[Start of Attachment]

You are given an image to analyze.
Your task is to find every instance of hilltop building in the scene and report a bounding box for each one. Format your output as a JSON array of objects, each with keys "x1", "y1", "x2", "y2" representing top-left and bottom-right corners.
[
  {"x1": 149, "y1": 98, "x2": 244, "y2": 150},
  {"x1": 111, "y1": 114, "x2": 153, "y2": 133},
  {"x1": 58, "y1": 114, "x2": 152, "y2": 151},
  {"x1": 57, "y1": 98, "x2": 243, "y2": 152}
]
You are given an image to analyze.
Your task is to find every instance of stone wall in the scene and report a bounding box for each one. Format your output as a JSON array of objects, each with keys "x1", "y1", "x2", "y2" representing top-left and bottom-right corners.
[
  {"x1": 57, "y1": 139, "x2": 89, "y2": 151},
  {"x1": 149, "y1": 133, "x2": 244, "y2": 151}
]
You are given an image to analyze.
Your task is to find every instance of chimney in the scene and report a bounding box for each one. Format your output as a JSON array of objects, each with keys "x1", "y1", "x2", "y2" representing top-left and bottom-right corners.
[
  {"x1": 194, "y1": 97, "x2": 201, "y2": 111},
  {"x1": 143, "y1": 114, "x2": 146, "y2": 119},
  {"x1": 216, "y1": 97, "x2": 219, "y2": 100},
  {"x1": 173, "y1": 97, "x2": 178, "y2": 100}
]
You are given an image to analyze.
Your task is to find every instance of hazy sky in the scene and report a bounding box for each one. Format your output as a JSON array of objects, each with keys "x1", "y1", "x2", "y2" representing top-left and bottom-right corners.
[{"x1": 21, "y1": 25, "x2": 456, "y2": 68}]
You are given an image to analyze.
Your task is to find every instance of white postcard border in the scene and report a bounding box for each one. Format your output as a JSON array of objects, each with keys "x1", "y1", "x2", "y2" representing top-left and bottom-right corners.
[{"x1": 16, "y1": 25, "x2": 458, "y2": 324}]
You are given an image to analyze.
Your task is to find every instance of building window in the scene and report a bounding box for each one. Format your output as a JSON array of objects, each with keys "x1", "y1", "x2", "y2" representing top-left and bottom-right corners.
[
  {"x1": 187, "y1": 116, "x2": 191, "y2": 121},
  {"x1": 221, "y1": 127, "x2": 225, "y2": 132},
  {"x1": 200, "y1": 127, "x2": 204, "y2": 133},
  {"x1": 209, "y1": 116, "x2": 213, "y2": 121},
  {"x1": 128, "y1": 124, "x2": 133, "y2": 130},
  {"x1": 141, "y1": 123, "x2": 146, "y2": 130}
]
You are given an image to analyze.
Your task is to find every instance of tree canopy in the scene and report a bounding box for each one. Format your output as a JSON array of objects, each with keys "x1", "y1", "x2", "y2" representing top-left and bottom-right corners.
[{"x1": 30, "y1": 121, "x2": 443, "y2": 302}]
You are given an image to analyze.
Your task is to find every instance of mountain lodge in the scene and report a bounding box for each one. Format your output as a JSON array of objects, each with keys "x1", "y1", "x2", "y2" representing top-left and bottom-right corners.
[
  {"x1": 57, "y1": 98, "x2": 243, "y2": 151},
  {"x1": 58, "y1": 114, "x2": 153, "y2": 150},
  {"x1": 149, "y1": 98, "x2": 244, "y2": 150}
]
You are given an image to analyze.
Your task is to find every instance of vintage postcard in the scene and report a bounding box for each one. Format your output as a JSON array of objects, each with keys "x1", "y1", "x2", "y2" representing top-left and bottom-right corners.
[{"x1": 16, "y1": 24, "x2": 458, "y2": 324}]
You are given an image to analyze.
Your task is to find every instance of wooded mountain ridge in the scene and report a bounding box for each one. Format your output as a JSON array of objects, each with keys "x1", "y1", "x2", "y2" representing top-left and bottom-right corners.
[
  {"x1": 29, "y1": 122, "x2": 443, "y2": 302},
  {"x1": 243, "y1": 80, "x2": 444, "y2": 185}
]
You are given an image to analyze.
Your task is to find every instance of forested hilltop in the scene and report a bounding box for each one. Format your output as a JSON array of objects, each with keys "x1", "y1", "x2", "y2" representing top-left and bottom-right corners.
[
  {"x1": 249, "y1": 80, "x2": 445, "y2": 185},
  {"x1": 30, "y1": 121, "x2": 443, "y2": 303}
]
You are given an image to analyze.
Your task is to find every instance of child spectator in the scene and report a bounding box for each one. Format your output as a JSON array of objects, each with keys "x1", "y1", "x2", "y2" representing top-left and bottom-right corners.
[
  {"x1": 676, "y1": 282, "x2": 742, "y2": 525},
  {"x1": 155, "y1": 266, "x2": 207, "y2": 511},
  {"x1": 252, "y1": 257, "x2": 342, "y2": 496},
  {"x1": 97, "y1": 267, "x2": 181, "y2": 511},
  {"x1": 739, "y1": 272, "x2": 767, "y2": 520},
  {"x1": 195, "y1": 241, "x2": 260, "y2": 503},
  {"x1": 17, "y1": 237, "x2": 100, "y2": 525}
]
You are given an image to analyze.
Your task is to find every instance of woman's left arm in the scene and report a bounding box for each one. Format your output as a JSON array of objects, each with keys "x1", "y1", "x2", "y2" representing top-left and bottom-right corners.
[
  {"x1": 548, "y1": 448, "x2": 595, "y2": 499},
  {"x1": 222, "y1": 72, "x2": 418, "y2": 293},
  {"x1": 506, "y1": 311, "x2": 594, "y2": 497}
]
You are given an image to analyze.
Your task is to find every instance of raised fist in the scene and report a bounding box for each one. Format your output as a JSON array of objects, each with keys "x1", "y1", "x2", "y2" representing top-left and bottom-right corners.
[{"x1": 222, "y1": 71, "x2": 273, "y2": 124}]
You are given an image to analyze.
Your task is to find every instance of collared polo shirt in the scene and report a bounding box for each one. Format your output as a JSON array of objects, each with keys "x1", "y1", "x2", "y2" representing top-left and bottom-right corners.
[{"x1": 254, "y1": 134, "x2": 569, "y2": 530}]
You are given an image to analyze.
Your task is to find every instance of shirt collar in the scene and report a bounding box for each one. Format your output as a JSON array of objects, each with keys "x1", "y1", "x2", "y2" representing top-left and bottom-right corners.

[End of Attachment]

Would you please repeat all the entries exactly as written?

### [ANSWER FOR THE TASK]
You are given an image to analyze.
Your task is to find every instance of hilltop building in the scene and report a bounding box for each one. Format your output as a JSON array of objects, each with keys "x1", "y1", "x2", "y2" representing top-left and bottom-right corners.
[
  {"x1": 149, "y1": 98, "x2": 244, "y2": 150},
  {"x1": 111, "y1": 114, "x2": 153, "y2": 133},
  {"x1": 58, "y1": 114, "x2": 152, "y2": 151},
  {"x1": 57, "y1": 98, "x2": 243, "y2": 152}
]
You are given an image to analyze.
Your task is to find every instance of stone wall in the scene and report a bounding box for each one. Format your output as a JSON array of objects, each with keys "x1", "y1", "x2", "y2" representing top-left and bottom-right corners.
[
  {"x1": 57, "y1": 139, "x2": 89, "y2": 151},
  {"x1": 149, "y1": 133, "x2": 244, "y2": 151}
]
You are given an image to analyze.
Your task is to find every instance of chimney in the scene and report a bounding box for each one. Format your output as a JSON array of objects, each with keys "x1", "y1", "x2", "y2" representing top-left and bottom-right corners.
[
  {"x1": 194, "y1": 97, "x2": 201, "y2": 111},
  {"x1": 143, "y1": 114, "x2": 146, "y2": 119},
  {"x1": 216, "y1": 97, "x2": 219, "y2": 100},
  {"x1": 173, "y1": 97, "x2": 178, "y2": 100}
]
You are given an image to analyze.
Your task is to find every instance of hazy sky in the scene and report a bounding box for each one. Format your output as a JSON array of objects, each with keys "x1", "y1", "x2", "y2" representing top-left and bottom-right corners.
[{"x1": 21, "y1": 25, "x2": 456, "y2": 68}]
You are given an image to analyze.
Your task is to find every instance of white postcard border in the scene and report a bounding box for each one. Format your output as a JSON array of objects, each with keys "x1", "y1", "x2", "y2" representing top-left and bottom-right corners.
[{"x1": 16, "y1": 25, "x2": 458, "y2": 324}]
You are given an image to analyze.
Your task is to find every instance of building window in the scene and report a bounding box for each one. Format your output as a JSON array of objects, each with keys "x1", "y1", "x2", "y2" representing top-left and bottom-right corners.
[
  {"x1": 187, "y1": 116, "x2": 191, "y2": 121},
  {"x1": 221, "y1": 127, "x2": 225, "y2": 132},
  {"x1": 200, "y1": 127, "x2": 204, "y2": 133},
  {"x1": 209, "y1": 116, "x2": 213, "y2": 121},
  {"x1": 128, "y1": 124, "x2": 133, "y2": 130},
  {"x1": 141, "y1": 123, "x2": 146, "y2": 130}
]
You are given an image to analyze.
Your task is to find every instance of tree canopy in the scene and report a bounding box for each one. Format your output as a JSON array of objects, each with keys "x1", "y1", "x2", "y2" representing top-left and bottom-right corners.
[{"x1": 30, "y1": 121, "x2": 443, "y2": 302}]
You are given an image to analyze.
Your task is to find every instance of mountain lodge in the scene and report a bounding box for each one. Format your output as a JSON array of objects, each with keys "x1", "y1", "x2", "y2" representing top-left and bottom-right corners.
[
  {"x1": 57, "y1": 98, "x2": 243, "y2": 151},
  {"x1": 58, "y1": 114, "x2": 153, "y2": 150},
  {"x1": 149, "y1": 98, "x2": 244, "y2": 150}
]
You are given an image to analyze.
Your task is to find every instance of vintage postcard in the scene and report a bounding box for each one. Format your output as a JSON array of objects, each with keys "x1", "y1", "x2", "y2" representing top-left and bottom-right corners.
[{"x1": 16, "y1": 24, "x2": 458, "y2": 324}]
You are given an image to analyze.
Your task is to find every instance of wooded mountain ridge in the scene and report a bounding box for each one. Format your output as a JSON array of objects, each with keys "x1", "y1", "x2", "y2" representing top-left and bottom-right corners.
[
  {"x1": 29, "y1": 122, "x2": 443, "y2": 302},
  {"x1": 243, "y1": 80, "x2": 444, "y2": 185}
]
You are given an image to analyze.
Your task is to find every instance of forested hilltop in the scene and report a bounding box for each one. Format your output as a JSON array of objects, each with keys "x1", "y1", "x2", "y2" representing top-left and bottom-right corners.
[
  {"x1": 249, "y1": 80, "x2": 445, "y2": 185},
  {"x1": 30, "y1": 121, "x2": 443, "y2": 303}
]
You are given an image to analyze.
Your task is to find every instance of child spectator in the scene and report a bounding box for each one. Format your output as a JSON array of objects, each with keys "x1", "y1", "x2", "y2" representing top-left and bottom-right corners.
[
  {"x1": 676, "y1": 282, "x2": 742, "y2": 525},
  {"x1": 155, "y1": 266, "x2": 207, "y2": 511},
  {"x1": 252, "y1": 257, "x2": 342, "y2": 496},
  {"x1": 97, "y1": 267, "x2": 181, "y2": 511},
  {"x1": 739, "y1": 272, "x2": 767, "y2": 520},
  {"x1": 195, "y1": 241, "x2": 260, "y2": 503},
  {"x1": 17, "y1": 237, "x2": 100, "y2": 525}
]
You are given an image to analyze.
Your task is to find every instance of woman's left arm in the scene and report a bounding box for each one. Format your output as a JSON array of objects, each with keys "x1", "y1", "x2", "y2" representing top-left and bottom-right corners.
[
  {"x1": 548, "y1": 448, "x2": 595, "y2": 499},
  {"x1": 222, "y1": 72, "x2": 418, "y2": 293},
  {"x1": 506, "y1": 311, "x2": 594, "y2": 497}
]
You are given an image to analyze.
Your task is to find every instance of raised fist in the scene and report a bounding box for each one. Format your output as a JSON array of objects, each with keys "x1", "y1", "x2", "y2" representing top-left and bottom-right corners.
[{"x1": 222, "y1": 71, "x2": 273, "y2": 124}]
You are given an image to analyze.
Your task is to find every instance of collared polo shirt in the scene and report a bounding box for each one. Format your output as a JSON array of objects, each with keys "x1", "y1", "x2", "y2" representing top-left and bottom-right corners.
[{"x1": 254, "y1": 134, "x2": 569, "y2": 530}]
You are given an image to analyze.
Your task is to find every instance of shirt collar in the scene and report a bounding box for each one. Format your output as a JSON array of objects, each with keys "x1", "y1", "x2", "y2" representing top-left and bottom-right corners.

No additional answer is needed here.